__Your goal__
Set down exactly the lines below between the line holding "Query: child" and the line holding "Where can the dark doorway", inclusive; no other line belongs in the answer.

________________________________________

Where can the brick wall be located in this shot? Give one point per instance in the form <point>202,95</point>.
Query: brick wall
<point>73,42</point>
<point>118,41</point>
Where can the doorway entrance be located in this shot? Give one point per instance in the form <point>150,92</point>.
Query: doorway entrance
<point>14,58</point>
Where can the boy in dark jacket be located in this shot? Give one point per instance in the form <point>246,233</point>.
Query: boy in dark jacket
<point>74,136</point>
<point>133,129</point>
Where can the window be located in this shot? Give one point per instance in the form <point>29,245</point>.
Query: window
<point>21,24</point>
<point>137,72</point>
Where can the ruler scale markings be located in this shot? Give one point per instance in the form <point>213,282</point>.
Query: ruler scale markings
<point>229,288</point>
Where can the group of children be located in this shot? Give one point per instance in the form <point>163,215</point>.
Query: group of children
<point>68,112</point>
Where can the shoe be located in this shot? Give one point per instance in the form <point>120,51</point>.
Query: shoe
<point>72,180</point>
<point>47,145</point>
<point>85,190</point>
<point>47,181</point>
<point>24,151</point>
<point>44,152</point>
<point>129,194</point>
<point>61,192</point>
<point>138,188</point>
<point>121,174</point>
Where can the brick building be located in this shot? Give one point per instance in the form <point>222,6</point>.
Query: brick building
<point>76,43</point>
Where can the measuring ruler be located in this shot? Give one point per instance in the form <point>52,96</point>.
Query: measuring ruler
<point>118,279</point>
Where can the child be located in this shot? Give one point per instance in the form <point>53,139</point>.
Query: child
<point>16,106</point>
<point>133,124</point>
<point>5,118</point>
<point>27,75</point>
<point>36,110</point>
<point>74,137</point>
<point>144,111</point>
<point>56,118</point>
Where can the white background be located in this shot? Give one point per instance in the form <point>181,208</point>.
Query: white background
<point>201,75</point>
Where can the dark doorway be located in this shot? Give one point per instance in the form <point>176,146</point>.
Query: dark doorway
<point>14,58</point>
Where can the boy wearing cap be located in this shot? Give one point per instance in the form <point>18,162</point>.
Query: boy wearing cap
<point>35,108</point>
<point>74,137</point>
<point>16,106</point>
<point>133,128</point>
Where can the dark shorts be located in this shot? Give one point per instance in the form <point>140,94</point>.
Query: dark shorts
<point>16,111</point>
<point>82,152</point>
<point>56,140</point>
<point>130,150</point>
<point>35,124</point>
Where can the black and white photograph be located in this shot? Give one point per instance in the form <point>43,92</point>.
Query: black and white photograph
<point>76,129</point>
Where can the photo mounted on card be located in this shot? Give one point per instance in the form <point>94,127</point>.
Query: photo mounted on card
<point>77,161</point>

________________________________________

__The completed task__
Query: child
<point>16,106</point>
<point>133,124</point>
<point>5,118</point>
<point>27,75</point>
<point>36,110</point>
<point>74,137</point>
<point>144,111</point>
<point>56,118</point>
Where can the white background be located in this shot? Give one point per instance in the form <point>181,208</point>.
Query: white background
<point>201,75</point>
Where can the dark doorway be located in this shot? Give one point per instance in the form <point>176,146</point>.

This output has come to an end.